Each entry here is to be restated word for word.

==== Supplied entries

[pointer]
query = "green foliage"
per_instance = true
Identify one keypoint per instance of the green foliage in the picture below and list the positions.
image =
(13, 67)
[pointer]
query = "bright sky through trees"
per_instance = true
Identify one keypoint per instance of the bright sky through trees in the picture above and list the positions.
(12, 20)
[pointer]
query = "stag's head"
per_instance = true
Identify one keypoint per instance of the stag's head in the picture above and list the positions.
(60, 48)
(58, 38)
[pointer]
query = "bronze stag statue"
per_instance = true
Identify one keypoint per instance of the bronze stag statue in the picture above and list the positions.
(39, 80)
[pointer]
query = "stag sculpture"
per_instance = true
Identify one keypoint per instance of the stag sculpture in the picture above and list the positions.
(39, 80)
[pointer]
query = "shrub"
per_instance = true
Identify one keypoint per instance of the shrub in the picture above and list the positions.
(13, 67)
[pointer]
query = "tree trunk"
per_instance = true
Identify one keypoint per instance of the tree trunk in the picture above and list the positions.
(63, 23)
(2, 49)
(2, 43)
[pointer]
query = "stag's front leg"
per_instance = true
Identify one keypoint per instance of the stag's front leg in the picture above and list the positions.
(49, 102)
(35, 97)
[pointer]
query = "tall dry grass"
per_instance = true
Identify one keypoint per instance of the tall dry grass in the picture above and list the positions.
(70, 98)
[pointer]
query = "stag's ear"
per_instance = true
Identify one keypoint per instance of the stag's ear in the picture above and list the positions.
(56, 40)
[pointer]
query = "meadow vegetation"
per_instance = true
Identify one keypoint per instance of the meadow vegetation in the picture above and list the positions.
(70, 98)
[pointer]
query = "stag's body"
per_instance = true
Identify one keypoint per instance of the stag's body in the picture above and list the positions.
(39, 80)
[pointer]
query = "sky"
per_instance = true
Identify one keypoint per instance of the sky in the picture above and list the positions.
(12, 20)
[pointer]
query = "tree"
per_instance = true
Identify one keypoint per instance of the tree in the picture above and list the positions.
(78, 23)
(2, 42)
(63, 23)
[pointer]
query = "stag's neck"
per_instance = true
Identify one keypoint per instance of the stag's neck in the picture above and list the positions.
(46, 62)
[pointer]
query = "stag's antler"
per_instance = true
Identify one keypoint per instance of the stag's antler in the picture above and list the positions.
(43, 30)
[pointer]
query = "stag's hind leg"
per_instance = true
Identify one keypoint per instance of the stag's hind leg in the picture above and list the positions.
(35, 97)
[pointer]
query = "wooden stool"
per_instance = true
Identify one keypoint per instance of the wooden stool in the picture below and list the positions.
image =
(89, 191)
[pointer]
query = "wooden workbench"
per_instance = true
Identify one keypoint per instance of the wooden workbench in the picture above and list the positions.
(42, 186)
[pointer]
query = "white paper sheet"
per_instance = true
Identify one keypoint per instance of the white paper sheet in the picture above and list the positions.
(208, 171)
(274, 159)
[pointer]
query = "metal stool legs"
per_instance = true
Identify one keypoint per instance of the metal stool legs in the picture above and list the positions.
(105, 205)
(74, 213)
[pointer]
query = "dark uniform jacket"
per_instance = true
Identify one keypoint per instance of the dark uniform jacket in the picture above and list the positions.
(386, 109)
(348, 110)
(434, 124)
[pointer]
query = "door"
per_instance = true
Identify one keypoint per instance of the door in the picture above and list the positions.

========

* Answer space *
[pointer]
query = "green foliage"
per_instance = true
Identify one keypoint per instance of the green foliage in the picture below and list the positions.
image =
(13, 67)
[pointer]
query = "bright sky through trees"
per_instance = true
Identify one keypoint per instance of the bright sky through trees in the picture above and list the positions.
(12, 20)
[pointer]
query = "stag's head"
per_instance = true
Identify one keypoint per instance of the stag's head in the picture above and list the positions.
(60, 48)
(58, 38)
[pointer]
query = "bronze stag statue"
per_instance = true
Identify one keypoint per instance of the bronze stag statue in the picture above and list the positions.
(39, 80)
[pointer]
query = "stag sculpture"
per_instance = true
Identify one keypoint per instance of the stag sculpture in the picture above and list the positions.
(39, 80)
[pointer]
query = "shrub"
per_instance = true
Identify one keypoint per instance of the shrub in the picture above and list the positions.
(13, 67)
[pointer]
query = "tree trunk"
per_instance = true
Identify one keypoint per instance of the tree trunk in the picture above and list the positions.
(63, 23)
(2, 49)
(2, 43)
[pointer]
query = "stag's front leg"
per_instance = true
Identify one keypoint per instance of the stag's front leg in the picture above and list the positions.
(49, 102)
(35, 97)
[pointer]
query = "tall dry grass"
per_instance = true
Identify one keypoint per instance of the tall dry grass in the picture above and list the positions.
(70, 98)
[pointer]
query = "stag's ear"
per_instance = true
Identify one keypoint per instance of the stag's ear in the picture above and list the positions.
(56, 40)
[pointer]
query = "meadow vegetation"
per_instance = true
Identify one keypoint per instance of the meadow vegetation in the picture above and list the positions.
(70, 98)
[pointer]
query = "stag's body"
per_instance = true
Identify one keypoint per instance of the stag's body in the picture above and list the positions.
(39, 80)
[pointer]
query = "sky"
per_instance = true
Identify one keypoint per instance of the sky in the picture above and list the positions.
(12, 20)
[pointer]
query = "tree"
per_instance = true
Identify one keypoint per instance of the tree in the picture above and list the positions.
(78, 23)
(2, 42)
(63, 23)
[pointer]
query = "stag's neck"
per_instance = true
Identify one keypoint per instance of the stag's neck in the picture above and list the positions.
(46, 62)
[pointer]
query = "stag's antler"
per_instance = true
Identify one keypoint per instance of the stag's antler in the picture above and list the positions.
(43, 30)
[pointer]
query = "stag's hind leg"
per_instance = true
Identify one keypoint per instance of the stag's hind leg in the picture above and list the positions.
(35, 97)
[pointer]
query = "wooden stool"
per_instance = true
Identify one keypoint per instance of the wooden stool in the picture below and list the positions.
image =
(89, 191)
[pointer]
query = "wooden workbench"
per_instance = true
Identify one keypoint per instance of the wooden workbench in the picture above and list the positions.
(42, 186)
[pointer]
query = "white paper sheet"
per_instance = true
Identify one keypoint per instance of the white paper sheet in the picture above and list the positions.
(208, 171)
(274, 159)
[pointer]
query = "metal stool legs"
per_instance = true
Identify one keypoint per instance of the metal stool legs in the picture above and list the positions.
(105, 205)
(74, 213)
[pointer]
query = "dark uniform jacket"
per_instance = true
Identify one keypoint per instance of the dark uniform jacket in the picture above and list the positions.
(386, 109)
(348, 110)
(434, 124)
[pointer]
query = "door"
per_instance = true
Identify one keypoint per instance of the door in the picture above and list the positions.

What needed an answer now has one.